Data for this exercise —

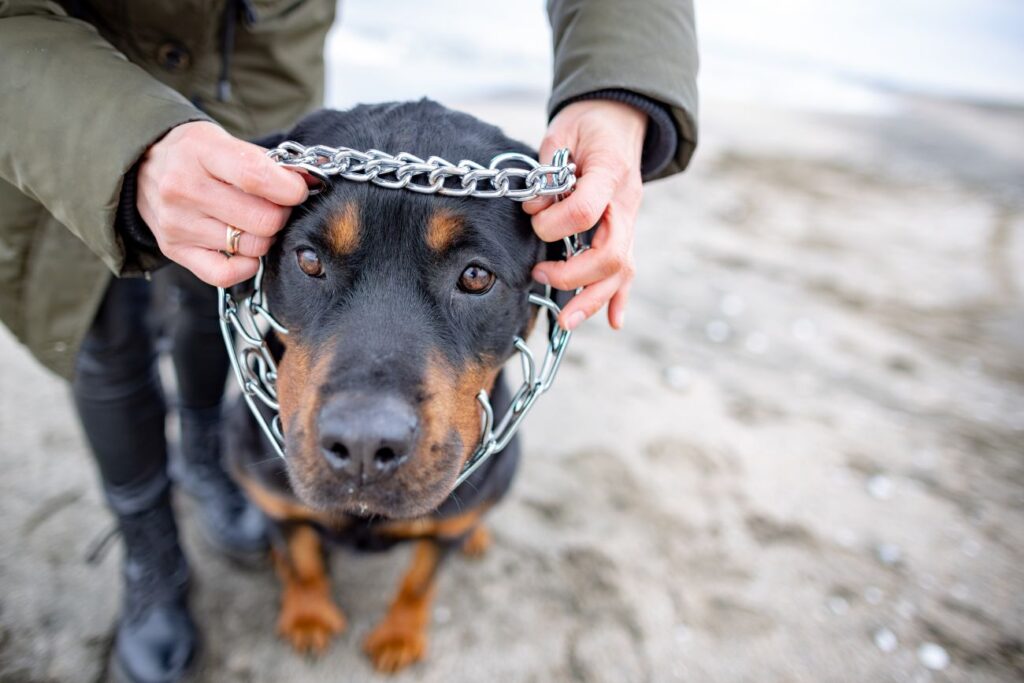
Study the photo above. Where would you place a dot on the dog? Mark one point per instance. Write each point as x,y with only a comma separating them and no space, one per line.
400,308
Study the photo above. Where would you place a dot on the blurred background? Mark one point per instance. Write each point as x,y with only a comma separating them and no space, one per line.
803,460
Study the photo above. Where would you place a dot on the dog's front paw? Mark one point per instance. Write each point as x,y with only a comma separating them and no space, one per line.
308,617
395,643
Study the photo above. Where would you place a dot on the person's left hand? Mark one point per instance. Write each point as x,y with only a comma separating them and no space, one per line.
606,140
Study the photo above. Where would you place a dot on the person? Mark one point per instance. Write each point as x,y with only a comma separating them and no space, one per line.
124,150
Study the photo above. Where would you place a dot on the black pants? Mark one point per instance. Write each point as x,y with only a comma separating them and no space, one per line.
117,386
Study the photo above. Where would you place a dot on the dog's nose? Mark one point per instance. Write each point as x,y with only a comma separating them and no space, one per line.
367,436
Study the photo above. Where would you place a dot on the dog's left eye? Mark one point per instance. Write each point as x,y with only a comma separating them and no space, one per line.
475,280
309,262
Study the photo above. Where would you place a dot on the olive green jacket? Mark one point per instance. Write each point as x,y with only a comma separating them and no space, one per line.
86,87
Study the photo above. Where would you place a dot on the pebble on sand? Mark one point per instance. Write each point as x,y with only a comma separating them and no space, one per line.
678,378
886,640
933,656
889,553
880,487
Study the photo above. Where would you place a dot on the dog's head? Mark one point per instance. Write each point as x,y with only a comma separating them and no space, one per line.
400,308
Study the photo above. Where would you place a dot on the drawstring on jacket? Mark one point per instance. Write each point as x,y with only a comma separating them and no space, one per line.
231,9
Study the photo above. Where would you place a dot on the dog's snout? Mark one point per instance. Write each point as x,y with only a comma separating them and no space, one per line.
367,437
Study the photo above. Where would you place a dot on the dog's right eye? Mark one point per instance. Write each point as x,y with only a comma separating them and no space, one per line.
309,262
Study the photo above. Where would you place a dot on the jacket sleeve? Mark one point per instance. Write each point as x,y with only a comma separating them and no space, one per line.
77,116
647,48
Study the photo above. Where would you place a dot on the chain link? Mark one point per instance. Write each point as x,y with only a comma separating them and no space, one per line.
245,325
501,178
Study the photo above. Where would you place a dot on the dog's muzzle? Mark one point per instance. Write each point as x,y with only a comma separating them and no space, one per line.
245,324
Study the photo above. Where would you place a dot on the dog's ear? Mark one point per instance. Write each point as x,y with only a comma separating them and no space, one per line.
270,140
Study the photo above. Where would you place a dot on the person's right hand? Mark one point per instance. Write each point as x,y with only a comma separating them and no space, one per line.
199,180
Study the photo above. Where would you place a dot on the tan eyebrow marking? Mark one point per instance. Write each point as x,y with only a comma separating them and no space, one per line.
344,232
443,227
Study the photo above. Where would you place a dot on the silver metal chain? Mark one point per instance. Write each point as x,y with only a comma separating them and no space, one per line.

Requirements — Rewrite the data above with every "Study" replaced by "Examine" and everything else left unchanged. Leave out the pictures.

Result of the task —
Examine the photo above. Where would you place a dot on the dog? Mark one point per instance. Write each point as x,y with only a comma separating them and no space, one per line.
400,308
Examine the photo above. Where would you place a dot on the blurred background? Mark one point per instance. Write each point as x,y with only a comma separating them and no space, one per line.
803,460
Examine the photo above. Where would you place a dot on the dog's front paw? Mark one point per instance. Write each point as x,y with only a comma separating them and no space, one per line.
308,617
395,643
Examine the photo above. Where would you place a dot on the person's left hand? Mark one point per instance. Write each point as x,y with only a comma separating them and no space, one per line.
606,140
Examine the photo above. Where would you place a dot on the person? Mark one point per instance. Write each point as x,y with only a comma separating them and no space, one per line.
124,150
Examine the photo above. Where would you place a dot on the black pants? Mark one point per instance. Write each point as x,y with only a comma separating them and no space, one per line.
117,386
Examine the photo above. Where would you place a dot on the dog's nose? Mark one point per instance. Write each point as x,y with only a comma separating them and no space, one per line.
367,436
Examine the photo above. Where would you place a dot on the dog's left eye? Mark one point per instance. Write each point as x,y with only a comma separating them and no space, one per line.
475,280
309,262
Examine the photo above. Where would you place a dot on the olive green jacket? Mark one point per instance. Write each point as x,y with only a comma separating them and no space, one per line.
86,87
Examine the photo above. Where would you place a dot on the pebble on sand? Mark one point per instance. Write each point as x,y with only a comma separating them and no space, one per line.
678,378
886,640
933,656
889,553
880,487
Examine the photo above. Where would you place a dot on the dog's head? Mark one point per instance. Write each point as x,y with only a comma separating them and no space, one per line.
400,308
Examine the photo above. Where would you place a dot on the drawstring on jacket? Mark one point per instance. Write each point as x,y with only a comma separating them and no space, one per line.
231,9
Examine the photo above. Where would you place a dot on the dog's snout? Mark one point per instance. Write each point as x,y with only a comma separating them and no space, one per line.
367,437
Examine the photo above. Where would you place a dot on the dog's right eye? Mark one point per instance. Write each point as x,y with only a comma separating them and no space, one per line.
309,262
Examine the photo above. Where would you place a dot on the jacket sleeve? Mark one point per instance. Write each point as x,y with only a comma separating them and no space, one per line.
77,116
647,48
Examine the photo above. Where would you place a dot on the chain link? Mark one point per instance. Write each point as x,y with only a comma separating them and no space, one per line.
245,325
501,178
Examine the photo above. Where would you place a dot on the dog's muzzle? Mark one point per instance. Write each point as x,y with only a comma separating them and no space, one per line.
245,324
Examine the photo above. Where would you place a dot on the dog's ear? Mark one point per instance. Write each point as x,y with only a comma separating them and no space, one per line.
270,140
Examine the photo above. Where would you place a dot on the person's right hand? Mark one point per instance. Write each point as x,y with only a comma separating them and no space, one per line.
199,180
Examine the photo above. Where would you place a dot on the tan eyebrow marking? Mark one point per instance. Write each point as x,y with only a comma separating them and no space, one per line.
344,232
443,227
Examine the photo above. Where would you place a dot on the silver metal chain? Mark one point per instance. Write each point as x,y with only a comma separating them and no space, one per line.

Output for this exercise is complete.